--- Dataset extract ---

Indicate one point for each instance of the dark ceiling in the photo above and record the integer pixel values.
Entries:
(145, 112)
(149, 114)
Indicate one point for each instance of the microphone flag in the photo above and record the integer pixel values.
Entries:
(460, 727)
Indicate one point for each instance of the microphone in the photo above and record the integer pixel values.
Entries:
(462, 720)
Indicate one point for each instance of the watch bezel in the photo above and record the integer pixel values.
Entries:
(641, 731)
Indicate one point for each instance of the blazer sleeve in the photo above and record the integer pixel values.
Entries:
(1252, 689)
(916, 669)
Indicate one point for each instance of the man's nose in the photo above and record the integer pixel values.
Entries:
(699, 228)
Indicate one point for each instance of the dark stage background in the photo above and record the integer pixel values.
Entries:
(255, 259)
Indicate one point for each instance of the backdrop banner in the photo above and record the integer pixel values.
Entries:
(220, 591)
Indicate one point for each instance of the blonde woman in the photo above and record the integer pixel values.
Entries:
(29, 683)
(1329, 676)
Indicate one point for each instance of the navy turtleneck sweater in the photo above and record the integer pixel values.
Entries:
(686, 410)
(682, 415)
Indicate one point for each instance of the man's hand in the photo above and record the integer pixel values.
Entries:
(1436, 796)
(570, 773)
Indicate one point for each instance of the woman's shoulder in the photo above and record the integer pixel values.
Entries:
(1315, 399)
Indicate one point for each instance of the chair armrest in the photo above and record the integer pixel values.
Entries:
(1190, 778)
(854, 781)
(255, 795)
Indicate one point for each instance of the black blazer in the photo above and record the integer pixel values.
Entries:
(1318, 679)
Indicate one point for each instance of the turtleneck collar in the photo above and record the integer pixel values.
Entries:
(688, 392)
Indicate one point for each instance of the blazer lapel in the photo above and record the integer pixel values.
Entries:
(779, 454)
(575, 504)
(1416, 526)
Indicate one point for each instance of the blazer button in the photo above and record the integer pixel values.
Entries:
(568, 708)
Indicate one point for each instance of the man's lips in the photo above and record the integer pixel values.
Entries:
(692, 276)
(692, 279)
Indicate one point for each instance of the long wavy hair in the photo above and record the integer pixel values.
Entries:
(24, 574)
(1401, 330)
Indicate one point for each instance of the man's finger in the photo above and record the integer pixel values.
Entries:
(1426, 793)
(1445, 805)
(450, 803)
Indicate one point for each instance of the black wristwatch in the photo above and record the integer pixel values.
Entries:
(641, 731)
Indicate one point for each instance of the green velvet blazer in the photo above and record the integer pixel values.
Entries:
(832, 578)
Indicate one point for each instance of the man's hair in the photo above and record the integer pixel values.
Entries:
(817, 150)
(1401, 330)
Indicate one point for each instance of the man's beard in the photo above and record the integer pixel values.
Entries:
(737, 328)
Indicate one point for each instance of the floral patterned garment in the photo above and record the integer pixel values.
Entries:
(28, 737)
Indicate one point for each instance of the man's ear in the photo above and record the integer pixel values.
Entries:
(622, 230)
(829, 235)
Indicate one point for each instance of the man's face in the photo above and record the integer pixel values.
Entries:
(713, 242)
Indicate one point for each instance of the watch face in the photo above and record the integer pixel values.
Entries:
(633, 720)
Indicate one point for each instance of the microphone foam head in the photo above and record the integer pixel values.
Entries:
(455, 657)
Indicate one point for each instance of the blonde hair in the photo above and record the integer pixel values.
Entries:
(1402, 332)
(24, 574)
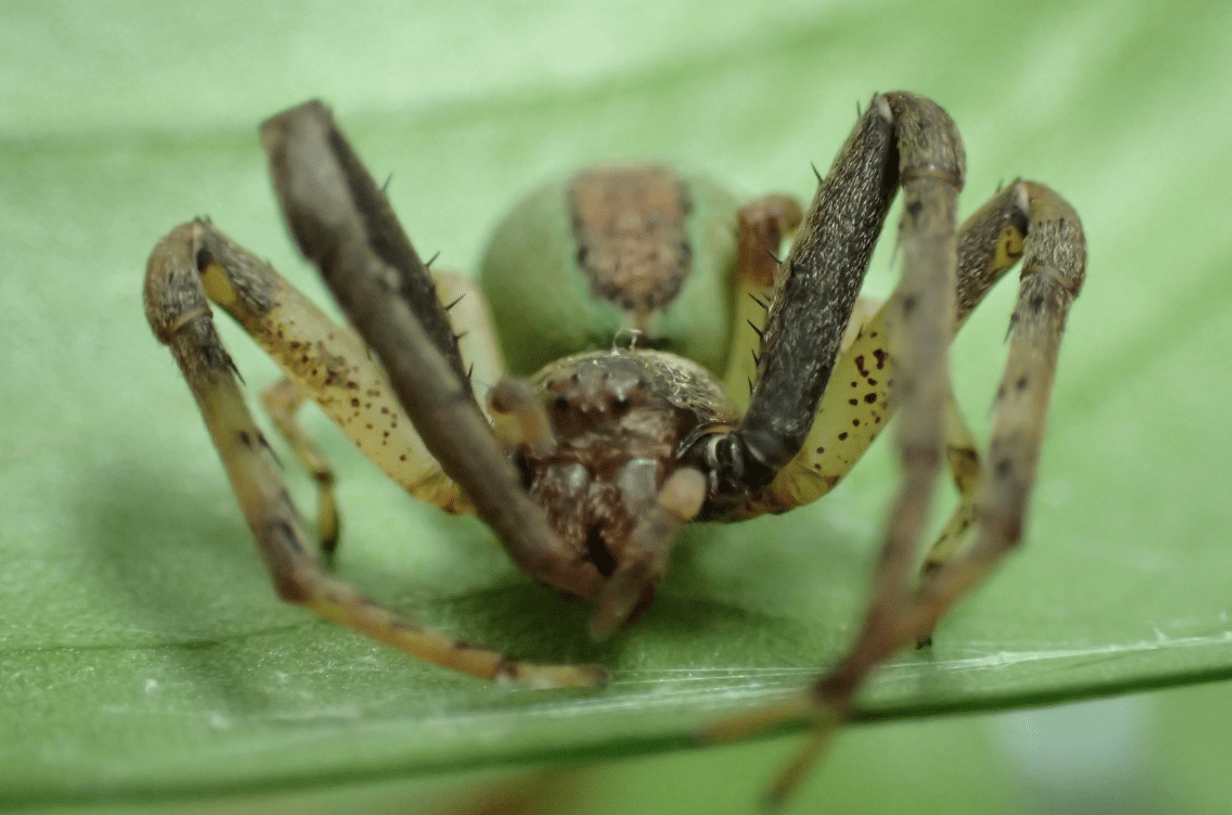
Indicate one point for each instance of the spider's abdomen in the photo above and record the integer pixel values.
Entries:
(636, 248)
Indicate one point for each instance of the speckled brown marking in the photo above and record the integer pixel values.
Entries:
(628, 224)
(606, 410)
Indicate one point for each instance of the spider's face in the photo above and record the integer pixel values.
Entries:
(617, 419)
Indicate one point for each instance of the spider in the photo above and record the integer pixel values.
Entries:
(653, 409)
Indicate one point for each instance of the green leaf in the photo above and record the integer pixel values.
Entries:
(144, 654)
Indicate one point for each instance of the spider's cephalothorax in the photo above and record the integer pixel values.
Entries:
(588, 472)
(617, 421)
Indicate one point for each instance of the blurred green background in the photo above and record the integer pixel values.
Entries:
(145, 662)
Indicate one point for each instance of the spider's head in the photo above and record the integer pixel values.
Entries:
(617, 419)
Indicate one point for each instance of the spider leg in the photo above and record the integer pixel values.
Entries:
(856, 404)
(282, 401)
(996, 497)
(179, 313)
(761, 224)
(343, 223)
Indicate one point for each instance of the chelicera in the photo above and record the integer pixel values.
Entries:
(654, 363)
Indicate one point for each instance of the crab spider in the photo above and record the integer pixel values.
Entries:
(589, 454)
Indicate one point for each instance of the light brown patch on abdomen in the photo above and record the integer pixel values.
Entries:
(632, 244)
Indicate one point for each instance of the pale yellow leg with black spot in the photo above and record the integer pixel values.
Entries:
(1026, 219)
(196, 257)
(855, 406)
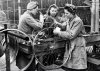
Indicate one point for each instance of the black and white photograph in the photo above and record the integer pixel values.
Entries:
(49, 35)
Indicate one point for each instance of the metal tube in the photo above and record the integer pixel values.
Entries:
(7, 53)
(19, 8)
(97, 17)
(93, 17)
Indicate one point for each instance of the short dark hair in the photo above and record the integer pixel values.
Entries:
(71, 8)
(52, 6)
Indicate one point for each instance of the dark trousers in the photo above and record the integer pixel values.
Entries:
(69, 69)
(22, 60)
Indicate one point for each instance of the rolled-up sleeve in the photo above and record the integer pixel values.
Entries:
(73, 32)
(33, 23)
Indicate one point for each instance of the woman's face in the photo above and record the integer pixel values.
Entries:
(34, 11)
(68, 14)
(53, 11)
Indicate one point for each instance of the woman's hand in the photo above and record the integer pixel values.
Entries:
(57, 30)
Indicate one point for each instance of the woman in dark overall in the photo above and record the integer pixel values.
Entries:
(74, 28)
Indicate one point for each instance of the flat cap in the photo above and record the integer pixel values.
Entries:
(32, 5)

---

What this task involves >> All the records need to be set down word for word, with the images left out.

Expected answer >>
Indicate one point for each instance of the dark ceiling in the photo above and record the integer pixel values.
Entries:
(145, 112)
(149, 114)
Indicate one point for each instance of the microphone flag in the photo above and record the integer pixel values.
Entries:
(460, 727)
Indicate one point for each instance of the microphone in the photo above and record the integer pixel values.
Entries:
(462, 720)
Indicate one point for each instance of the watch bezel in the photo above and record the integer pixel values.
Entries:
(641, 731)
Indicate one point for each instance of the blazer sleeve in the photo above and record the integer pixel values.
Entries:
(1252, 689)
(916, 669)
Indicate one point for each instance of the man's nose in the photo above and record the integer pixel values.
Entries:
(699, 228)
Indicate one point for each instance of the dark stage background in the photo above and record the integer pixel values.
Entries:
(255, 259)
Indicate one point for each instance of the backdrop banner in the photo above and record the integer pixel values.
Entries:
(220, 591)
Indicate one point for each instance of the blonde woman in the photo above and record the integer pixel values.
Entries:
(29, 683)
(1329, 676)
Indicate one point for each instance of the navy turtleneck sweater in the photo above and record the integer pixel values.
Entries:
(686, 410)
(682, 415)
Indicate one point for each instance of the man's hand in the photo above and record the integer pixel values.
Entries:
(1436, 796)
(570, 773)
Indicate one point for each instance of the woman's shoulder in the photo above and record the integer pixel values.
Entries:
(1315, 399)
Indicate one point for each instance of the chair armrest in the photo above and record the integer pixel values.
Entries:
(1190, 778)
(854, 781)
(255, 795)
Indicate one point for each instance of the black blazer in the photo above and record the integer pixel values.
Entries:
(1318, 679)
Indicate one point for each instance of the turtleneck collar in the photo above and record the integer pixel values.
Entries:
(688, 392)
Indicate one point for each instance of the blazer lapel in the photo above and record the integer pixel values.
Entries:
(779, 454)
(575, 504)
(1416, 526)
Indicate one point for each instance of the blazer button in the photo above and record the integer pixel values.
Entries:
(568, 708)
Indicate one point for each instance of the man's lips in the photo above and record the integer pixel values.
Entries:
(692, 276)
(692, 279)
Indicate one point for each instance of the long wavy hair in the photo above and record the integer pixel values.
Entries:
(24, 574)
(1401, 330)
Indicate one point for each instance of the man's finger in the photo above and record the integer pixel values.
Entries:
(1426, 793)
(1445, 805)
(450, 803)
Indicate one point for each instance of the black wristwatch in the photo above and record the integer pixel values.
Entries:
(641, 731)
Indicate one point for each instance of the green velvet blazer in the photo above and record the integer pixel values.
Entries:
(832, 578)
Indicate one point for each instance of the man's hair in the photo above and record the integer pixel values.
Entries:
(817, 150)
(1401, 330)
Indicate one point for each instance of the man's beard in the photo above and record the integer pixel values.
Entries:
(737, 328)
Indicate one point for each instance of the floral patterned garment in the photo above and record the integer pixel values.
Entries:
(28, 737)
Indicate one point for each instance of the man's ear in the photo above and record the integer pixel values.
Entries:
(622, 230)
(829, 235)
Indicate one point for each instance of the man's face in the photo above and record the integer pixel values.
Entries:
(713, 242)
Indicate one point for each instance of the watch face in the photo above and record the integer pixel values.
Entries:
(633, 720)
Indicate one point for each instance of the microphone foam head in the photo above and record the integer pixel values.
Entries:
(455, 657)
Indicate one point for each instance of the blonde hair in the photo above and record the integer pixel values.
Entries:
(1402, 332)
(24, 574)
Indicate one point for each instance of the spider's abdomen in the photo above and record the integer pixel values.
Entries:
(636, 248)
Indicate one point for each instance of the speckled brown marking in the photo above and record the integer pixel values.
Entries:
(628, 224)
(606, 410)
Indicate one point for each instance of the spider's face in the photo above and record the integer pixel values.
Entries:
(617, 419)
Indicate one point for each instance of the spider in the photo above and record the integer pixel values.
Entries:
(653, 409)
Indicate one point for each instance of the green leaf in the photo above and record the integer pixel values.
Entries:
(144, 654)
Indicate one point for each instance of the spider's cephalothorax in the photo above and record the integer pixel values.
Entries:
(588, 472)
(617, 421)
Indicate one point for each instance of the blurred green background in the photo above and record the integer pixel values.
Entries:
(145, 662)
Indicate one point for each instance of the spider's head in the photo above and record the integer pixel values.
Entries:
(617, 419)
Indicate one point for each instance of the spider leg in the photo above and record the integer pixel values.
Entries:
(856, 404)
(282, 401)
(996, 497)
(179, 313)
(761, 224)
(343, 223)
Indicate one point for each instance of the chelicera in the photo above and record the integer pixel values.
Entries:
(654, 363)
Indicate one point for each instance of the crab spider in the photo above and record the integer pixel values.
Entries:
(589, 454)
Indicate one point for each instance of the light brown patch on abdomen in the photo above and record the integer pixel values.
Entries:
(632, 244)
Indicate one point for each instance of the pale yellow leg with black spot in the photo above and record the integer pixel values.
Entries:
(1026, 219)
(196, 257)
(855, 406)
Indicate one point for each instance of the black and white photograph in the photo above and record the integer pixel values.
Entries:
(49, 35)
Indicate one point for each instance of the metal tube in the photo above and record the integer pixel values.
Entries:
(7, 53)
(19, 8)
(97, 17)
(93, 17)
Indicate one point for each instance of the short dark hair in the photo above and record the integer pixel values.
Entries:
(71, 8)
(52, 6)
Indicate one point for each instance of the dark trousers in the photo above and record the integer pixel values.
Entries:
(69, 69)
(22, 60)
Indicate one point for each instance of the rolled-up sleeve in the photo above and record the integer pixel values.
Entries:
(73, 32)
(33, 23)
Indicate one point for each instance of the woman's face in the photo above and record the integer pixel values.
Entries:
(34, 11)
(68, 14)
(53, 11)
Indicate one point for each instance of the woman's hand in the photo above and record the integer pixel values.
Entries:
(57, 30)
Indicate one point for each instance of the woman in dark overall in the photo above and record the integer pixel values.
Entries:
(74, 28)
Indicate one point for each instance of the flat cap in the photo above and record the integer pixel values.
Entries:
(32, 5)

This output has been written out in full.